Stated goal:
From the resignation agreement passage below, reproduce word for word the span from "On April 15, 2005, Adobe" up to and including "and Field Operations.".

On April 15, 2005, Adobe Systems Incorporated (the Company) entered into an Executive Resignation Agreement and General Release of Claims (the Resignation Agreement) with Jimmie E. Stephens, the Senior Vice President of Worldwide Sales and Field Operations.
Pursuant to the terms of the Resignation Agreement, effective as of March 31, 2005 (the Resignation Date), Mr. Stephens voluntarily resigned from any positions that he held as an officer of the Company and/or any of its subsidiaries. Mr. Stephens will continue to be employed by the Company through November 30, 2005 (the Termination Date), in order to provide transition assistance as requested by the Company. The Company will continue to provide Mr. Stephens the same base salary and employee benefits that he was receiving immediately prior to the Resignation Date. The terms of Mr. Stephens equity awards will not be modified in any way by the Resignation Agreement and will continue to be determined in accordance with the terms of the applicable equity award plans and/or agreements.
Effective as of the Termination Date, the Resignation Agreement provides for: (i) a lump sum severance payment of $714,000, less applicable withholdings; and (ii) COBRA health insurance coverage premium payments through the earlier of November 30, 2006 or the date on which Mr. Stephens first becomes eligible for other group health insurance coverage.

Supplied entries:

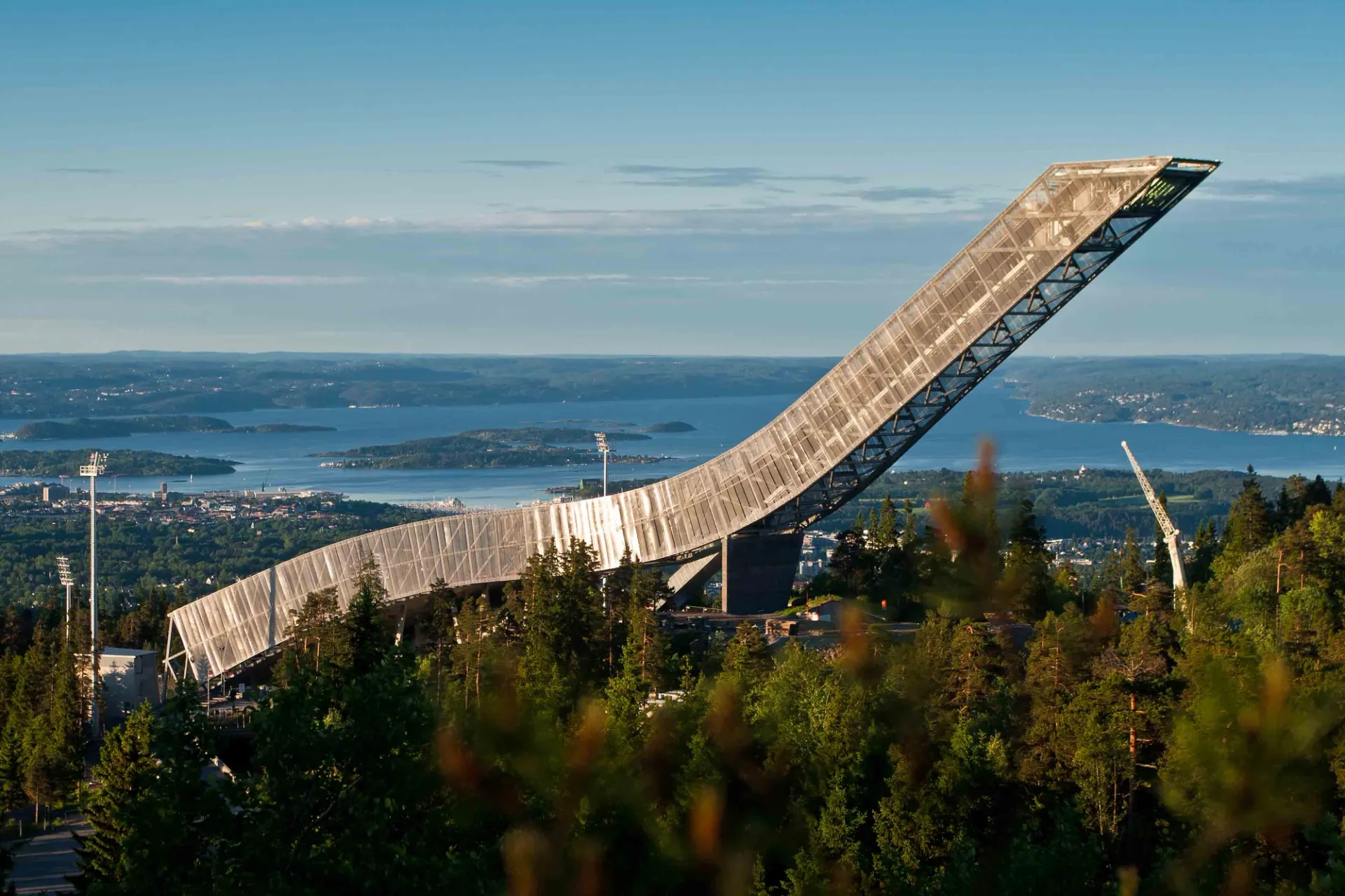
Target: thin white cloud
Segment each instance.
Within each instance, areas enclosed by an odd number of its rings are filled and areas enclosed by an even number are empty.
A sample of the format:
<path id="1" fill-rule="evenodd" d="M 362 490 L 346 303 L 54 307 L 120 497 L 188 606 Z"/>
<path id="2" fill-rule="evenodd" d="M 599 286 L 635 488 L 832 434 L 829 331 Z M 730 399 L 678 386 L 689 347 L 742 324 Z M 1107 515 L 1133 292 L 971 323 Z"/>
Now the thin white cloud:
<path id="1" fill-rule="evenodd" d="M 890 279 L 838 279 L 838 278 L 722 278 L 722 277 L 674 277 L 674 275 L 638 275 L 638 274 L 483 274 L 469 277 L 471 283 L 484 283 L 488 286 L 504 286 L 510 289 L 523 289 L 534 286 L 550 286 L 554 283 L 613 283 L 621 286 L 635 286 L 644 283 L 685 283 L 687 286 L 872 286 L 876 283 L 890 283 Z"/>
<path id="2" fill-rule="evenodd" d="M 171 286 L 350 286 L 364 277 L 313 274 L 95 274 L 70 277 L 73 283 L 168 283 Z"/>
<path id="3" fill-rule="evenodd" d="M 491 286 L 545 286 L 547 283 L 624 283 L 635 279 L 629 274 L 486 274 L 472 277 L 473 283 Z"/>

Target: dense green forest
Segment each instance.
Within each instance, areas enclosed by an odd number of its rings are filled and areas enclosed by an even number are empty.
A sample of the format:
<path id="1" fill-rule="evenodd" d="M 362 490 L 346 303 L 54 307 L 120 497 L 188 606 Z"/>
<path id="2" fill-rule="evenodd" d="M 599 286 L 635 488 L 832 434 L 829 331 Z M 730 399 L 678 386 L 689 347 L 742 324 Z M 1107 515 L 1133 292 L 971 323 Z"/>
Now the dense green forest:
<path id="1" fill-rule="evenodd" d="M 1167 513 L 1188 539 L 1209 519 L 1223 520 L 1241 490 L 1243 476 L 1232 470 L 1169 473 L 1146 470 L 1157 492 L 1167 498 Z M 919 513 L 932 498 L 956 494 L 963 473 L 956 470 L 890 470 L 855 502 L 868 516 L 885 497 L 911 500 Z M 1126 529 L 1147 531 L 1153 513 L 1131 470 L 1049 470 L 1045 473 L 999 473 L 998 501 L 1007 514 L 1024 498 L 1036 508 L 1037 520 L 1050 539 L 1120 539 Z M 1289 489 L 1301 489 L 1301 477 L 1262 477 L 1267 494 L 1283 504 Z M 839 510 L 823 525 L 837 531 L 854 521 L 855 505 Z"/>
<path id="2" fill-rule="evenodd" d="M 221 746 L 194 695 L 106 737 L 82 885 L 1345 889 L 1345 492 L 1295 480 L 1276 508 L 1248 474 L 1174 595 L 1135 536 L 1081 584 L 997 486 L 846 531 L 831 584 L 869 617 L 831 650 L 670 629 L 655 574 L 604 579 L 582 543 L 494 599 L 433 586 L 398 642 L 370 562 L 347 609 L 321 591 L 292 619 L 233 780 L 202 780 Z M 870 623 L 902 607 L 913 638 Z M 36 682 L 5 743 L 70 731 L 58 641 L 39 625 L 0 664 L 5 693 Z M 59 755 L 15 750 L 4 793 L 59 799 L 26 789 L 69 786 Z"/>
<path id="3" fill-rule="evenodd" d="M 798 395 L 834 361 L 671 356 L 9 355 L 0 356 L 0 419 L 226 414 L 351 404 Z"/>
<path id="4" fill-rule="evenodd" d="M 78 476 L 93 449 L 51 451 L 0 451 L 0 476 Z M 233 473 L 238 461 L 187 457 L 161 451 L 106 451 L 108 472 L 117 476 L 221 476 Z"/>
<path id="5" fill-rule="evenodd" d="M 1345 359 L 1325 355 L 1015 359 L 1029 412 L 1240 433 L 1345 434 Z"/>

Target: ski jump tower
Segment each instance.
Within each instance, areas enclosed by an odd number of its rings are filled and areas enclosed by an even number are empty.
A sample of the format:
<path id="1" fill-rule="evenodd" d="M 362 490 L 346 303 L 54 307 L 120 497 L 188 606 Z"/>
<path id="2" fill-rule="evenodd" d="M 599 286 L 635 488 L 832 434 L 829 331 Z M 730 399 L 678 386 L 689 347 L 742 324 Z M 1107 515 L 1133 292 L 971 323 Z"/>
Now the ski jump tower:
<path id="1" fill-rule="evenodd" d="M 347 604 L 370 555 L 393 602 L 436 579 L 518 579 L 533 553 L 581 539 L 604 570 L 625 551 L 679 564 L 670 584 L 682 594 L 722 571 L 728 613 L 783 607 L 803 531 L 874 482 L 1217 167 L 1171 156 L 1050 165 L 742 443 L 642 489 L 410 523 L 286 560 L 174 610 L 167 677 L 206 682 L 273 653 L 311 591 L 335 586 Z"/>

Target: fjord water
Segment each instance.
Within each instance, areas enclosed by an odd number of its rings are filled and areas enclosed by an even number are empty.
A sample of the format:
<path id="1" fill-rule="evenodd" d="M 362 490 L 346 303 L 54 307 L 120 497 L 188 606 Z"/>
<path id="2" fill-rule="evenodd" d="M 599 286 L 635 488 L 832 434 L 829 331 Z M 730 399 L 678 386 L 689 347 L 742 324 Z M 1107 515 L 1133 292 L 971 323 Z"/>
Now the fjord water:
<path id="1" fill-rule="evenodd" d="M 273 408 L 221 414 L 234 426 L 303 423 L 331 426 L 328 433 L 145 433 L 129 438 L 73 442 L 0 442 L 11 449 L 134 449 L 221 457 L 239 461 L 233 476 L 171 477 L 175 492 L 208 489 L 325 489 L 352 498 L 421 501 L 457 497 L 472 506 L 508 508 L 549 500 L 543 489 L 573 485 L 581 477 L 600 477 L 600 463 L 565 467 L 479 470 L 344 470 L 321 469 L 320 451 L 362 445 L 389 445 L 406 439 L 448 435 L 482 427 L 554 423 L 582 429 L 617 429 L 615 422 L 646 426 L 686 420 L 694 433 L 667 433 L 648 441 L 619 442 L 627 454 L 667 455 L 651 465 L 612 465 L 611 478 L 671 476 L 732 447 L 784 410 L 794 395 L 716 399 L 655 399 L 643 402 L 568 402 L 547 404 L 494 404 L 479 407 Z M 978 445 L 990 438 L 1005 470 L 1060 470 L 1126 467 L 1120 441 L 1127 439 L 1146 467 L 1167 470 L 1231 469 L 1252 463 L 1259 472 L 1287 476 L 1345 476 L 1342 438 L 1325 435 L 1250 435 L 1215 433 L 1163 423 L 1061 423 L 1026 414 L 1028 403 L 1014 398 L 1002 380 L 982 384 L 916 445 L 898 469 L 967 469 Z M 12 431 L 27 420 L 0 420 Z M 608 422 L 608 423 L 600 423 Z M 109 476 L 116 470 L 109 470 Z M 50 478 L 50 477 L 48 477 Z M 164 477 L 118 477 L 106 488 L 152 492 Z M 15 480 L 0 480 L 12 482 Z"/>

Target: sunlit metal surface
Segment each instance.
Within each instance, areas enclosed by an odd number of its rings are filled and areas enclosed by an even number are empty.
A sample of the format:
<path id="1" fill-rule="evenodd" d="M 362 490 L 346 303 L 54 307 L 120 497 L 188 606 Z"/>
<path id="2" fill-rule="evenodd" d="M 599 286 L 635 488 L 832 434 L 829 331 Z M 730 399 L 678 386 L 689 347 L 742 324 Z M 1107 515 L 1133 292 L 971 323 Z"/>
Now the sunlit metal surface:
<path id="1" fill-rule="evenodd" d="M 370 555 L 399 600 L 436 579 L 516 579 L 530 555 L 570 539 L 615 568 L 625 551 L 681 562 L 730 533 L 807 527 L 881 476 L 1216 167 L 1166 156 L 1052 165 L 812 388 L 720 457 L 611 497 L 412 523 L 295 557 L 175 610 L 168 669 L 204 680 L 268 654 L 311 591 L 335 586 L 344 606 Z"/>

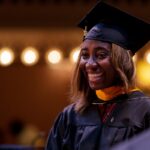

Exercise solution:
On April 15, 2005, Adobe Systems Incorporated (the Company) entered into an Executive Resignation Agreement and General Release of Claims (the Resignation Agreement) with Jimmie E. Stephens, the Senior Vice President of Worldwide Sales and Field Operations.